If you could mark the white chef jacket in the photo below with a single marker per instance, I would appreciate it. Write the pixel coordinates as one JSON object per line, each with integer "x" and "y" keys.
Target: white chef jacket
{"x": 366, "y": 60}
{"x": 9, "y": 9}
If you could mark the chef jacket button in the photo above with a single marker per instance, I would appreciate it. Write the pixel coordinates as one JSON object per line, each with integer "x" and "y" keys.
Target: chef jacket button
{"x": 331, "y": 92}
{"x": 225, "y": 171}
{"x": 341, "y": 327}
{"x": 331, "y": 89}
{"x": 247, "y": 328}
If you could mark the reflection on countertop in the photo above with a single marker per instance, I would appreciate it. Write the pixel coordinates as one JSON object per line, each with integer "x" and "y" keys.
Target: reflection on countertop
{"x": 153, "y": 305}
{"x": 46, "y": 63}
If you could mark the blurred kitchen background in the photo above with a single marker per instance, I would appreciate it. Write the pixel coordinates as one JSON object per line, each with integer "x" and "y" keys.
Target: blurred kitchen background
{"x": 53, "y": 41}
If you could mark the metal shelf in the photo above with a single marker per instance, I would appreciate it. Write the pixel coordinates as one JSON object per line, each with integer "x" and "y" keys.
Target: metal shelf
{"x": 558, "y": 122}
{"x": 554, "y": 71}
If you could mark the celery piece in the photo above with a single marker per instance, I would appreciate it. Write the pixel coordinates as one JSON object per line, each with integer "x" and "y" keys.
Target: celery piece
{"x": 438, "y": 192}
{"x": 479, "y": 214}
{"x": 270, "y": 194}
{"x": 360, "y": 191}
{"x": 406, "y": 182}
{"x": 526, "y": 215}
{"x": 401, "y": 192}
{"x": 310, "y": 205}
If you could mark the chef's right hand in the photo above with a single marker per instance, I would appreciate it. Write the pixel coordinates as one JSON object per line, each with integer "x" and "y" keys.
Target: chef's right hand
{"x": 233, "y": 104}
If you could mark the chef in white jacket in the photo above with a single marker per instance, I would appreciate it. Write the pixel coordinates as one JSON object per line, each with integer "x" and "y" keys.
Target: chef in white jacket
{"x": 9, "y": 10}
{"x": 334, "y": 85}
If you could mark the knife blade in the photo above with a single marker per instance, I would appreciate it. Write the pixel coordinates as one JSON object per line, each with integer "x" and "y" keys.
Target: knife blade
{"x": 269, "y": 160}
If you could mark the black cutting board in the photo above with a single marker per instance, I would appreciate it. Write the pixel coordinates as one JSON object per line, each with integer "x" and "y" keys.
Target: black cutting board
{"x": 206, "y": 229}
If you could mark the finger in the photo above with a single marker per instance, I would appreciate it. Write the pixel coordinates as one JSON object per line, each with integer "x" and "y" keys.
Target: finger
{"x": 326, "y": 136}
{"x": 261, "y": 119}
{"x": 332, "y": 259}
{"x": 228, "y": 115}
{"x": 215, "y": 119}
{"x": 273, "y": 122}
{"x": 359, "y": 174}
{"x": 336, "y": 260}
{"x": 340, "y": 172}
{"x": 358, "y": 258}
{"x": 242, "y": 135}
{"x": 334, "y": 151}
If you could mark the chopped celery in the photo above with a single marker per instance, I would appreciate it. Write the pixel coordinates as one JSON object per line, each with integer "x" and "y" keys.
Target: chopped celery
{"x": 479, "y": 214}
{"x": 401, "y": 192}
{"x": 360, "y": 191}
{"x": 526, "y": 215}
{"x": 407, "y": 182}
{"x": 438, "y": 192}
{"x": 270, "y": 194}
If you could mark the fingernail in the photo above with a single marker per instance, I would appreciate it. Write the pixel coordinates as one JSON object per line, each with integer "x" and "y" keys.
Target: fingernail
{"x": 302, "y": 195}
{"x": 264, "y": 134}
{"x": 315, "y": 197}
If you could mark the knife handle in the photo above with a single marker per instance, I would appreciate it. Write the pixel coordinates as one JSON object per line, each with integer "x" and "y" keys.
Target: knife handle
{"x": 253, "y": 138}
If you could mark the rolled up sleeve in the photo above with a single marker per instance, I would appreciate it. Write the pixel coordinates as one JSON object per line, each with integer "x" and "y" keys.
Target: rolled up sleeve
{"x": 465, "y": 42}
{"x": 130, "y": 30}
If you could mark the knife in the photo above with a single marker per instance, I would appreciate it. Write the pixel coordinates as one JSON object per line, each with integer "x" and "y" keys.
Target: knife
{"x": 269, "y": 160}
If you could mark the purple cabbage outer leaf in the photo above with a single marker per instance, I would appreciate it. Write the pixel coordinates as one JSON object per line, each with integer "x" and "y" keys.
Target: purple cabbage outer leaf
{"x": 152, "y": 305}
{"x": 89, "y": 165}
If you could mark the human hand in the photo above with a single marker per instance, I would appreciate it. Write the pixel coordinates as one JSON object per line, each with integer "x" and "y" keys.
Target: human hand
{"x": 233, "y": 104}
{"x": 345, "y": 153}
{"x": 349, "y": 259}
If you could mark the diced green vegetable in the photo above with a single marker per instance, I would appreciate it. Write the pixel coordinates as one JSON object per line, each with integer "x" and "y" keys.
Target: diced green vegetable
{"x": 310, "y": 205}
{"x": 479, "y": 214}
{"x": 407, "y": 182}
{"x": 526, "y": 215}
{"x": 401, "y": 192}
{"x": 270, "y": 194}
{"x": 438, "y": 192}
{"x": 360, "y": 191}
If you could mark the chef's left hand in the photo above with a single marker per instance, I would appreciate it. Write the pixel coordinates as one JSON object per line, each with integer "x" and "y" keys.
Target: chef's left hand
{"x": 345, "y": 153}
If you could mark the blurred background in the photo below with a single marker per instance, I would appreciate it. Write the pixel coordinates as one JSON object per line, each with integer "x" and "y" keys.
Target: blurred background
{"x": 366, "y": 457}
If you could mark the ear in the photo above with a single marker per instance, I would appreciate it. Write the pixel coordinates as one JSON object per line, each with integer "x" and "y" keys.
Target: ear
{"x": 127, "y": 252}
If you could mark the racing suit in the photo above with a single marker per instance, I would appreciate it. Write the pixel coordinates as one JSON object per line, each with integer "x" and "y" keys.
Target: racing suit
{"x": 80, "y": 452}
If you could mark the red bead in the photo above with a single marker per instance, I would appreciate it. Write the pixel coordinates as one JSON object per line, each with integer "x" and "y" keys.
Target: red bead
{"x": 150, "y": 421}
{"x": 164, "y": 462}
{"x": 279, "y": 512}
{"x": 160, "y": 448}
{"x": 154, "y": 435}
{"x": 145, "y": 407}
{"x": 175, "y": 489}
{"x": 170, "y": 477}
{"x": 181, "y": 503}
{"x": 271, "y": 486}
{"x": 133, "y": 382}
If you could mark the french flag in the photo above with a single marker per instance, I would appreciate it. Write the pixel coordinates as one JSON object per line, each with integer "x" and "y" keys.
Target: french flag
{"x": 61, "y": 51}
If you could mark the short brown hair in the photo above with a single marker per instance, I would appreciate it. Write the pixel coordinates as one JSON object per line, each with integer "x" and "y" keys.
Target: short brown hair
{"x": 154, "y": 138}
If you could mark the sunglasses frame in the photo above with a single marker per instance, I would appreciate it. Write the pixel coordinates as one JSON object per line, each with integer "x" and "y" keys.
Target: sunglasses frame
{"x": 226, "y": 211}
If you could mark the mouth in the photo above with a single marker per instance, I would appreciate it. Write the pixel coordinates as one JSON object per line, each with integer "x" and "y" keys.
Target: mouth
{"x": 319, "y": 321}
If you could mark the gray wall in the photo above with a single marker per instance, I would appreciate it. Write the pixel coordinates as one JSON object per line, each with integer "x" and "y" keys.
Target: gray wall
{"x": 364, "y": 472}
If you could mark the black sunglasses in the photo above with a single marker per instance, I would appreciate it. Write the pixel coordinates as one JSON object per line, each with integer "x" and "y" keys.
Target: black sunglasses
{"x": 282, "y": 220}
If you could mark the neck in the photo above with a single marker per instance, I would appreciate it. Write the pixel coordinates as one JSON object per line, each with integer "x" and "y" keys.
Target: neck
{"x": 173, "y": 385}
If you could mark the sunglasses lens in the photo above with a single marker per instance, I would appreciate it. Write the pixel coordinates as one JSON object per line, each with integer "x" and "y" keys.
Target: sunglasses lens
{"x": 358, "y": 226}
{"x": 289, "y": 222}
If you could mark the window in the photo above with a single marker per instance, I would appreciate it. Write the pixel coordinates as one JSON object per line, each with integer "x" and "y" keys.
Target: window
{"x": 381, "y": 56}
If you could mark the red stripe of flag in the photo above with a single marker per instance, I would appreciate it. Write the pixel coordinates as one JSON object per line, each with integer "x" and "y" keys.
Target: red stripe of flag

# Directions for this task
Begin with the line containing "If you could mark the sunglasses lens" and repeat each line exactly until the records above end.

# Full response
If you could mark the sunglasses lens in the photo above with a single marker per instance, I would appreciate it. Write the pixel coordinates as one JSON object per line, each with integer "x" and "y" keys.
Target: sunglasses lens
{"x": 358, "y": 226}
{"x": 289, "y": 222}
If you could mark the window in the photo above with a single marker per instance, I would appreciate it. Write the pixel coordinates as one JSON object per line, each with integer "x" and "y" keys.
Target: window
{"x": 381, "y": 56}
If you could mark the red stripe of flag in the photo above with a single marker per instance, I would appreciate it. Write the pixel coordinates as one JSON object per line, each with integer "x" and "y" keys.
Target: red stripe of flag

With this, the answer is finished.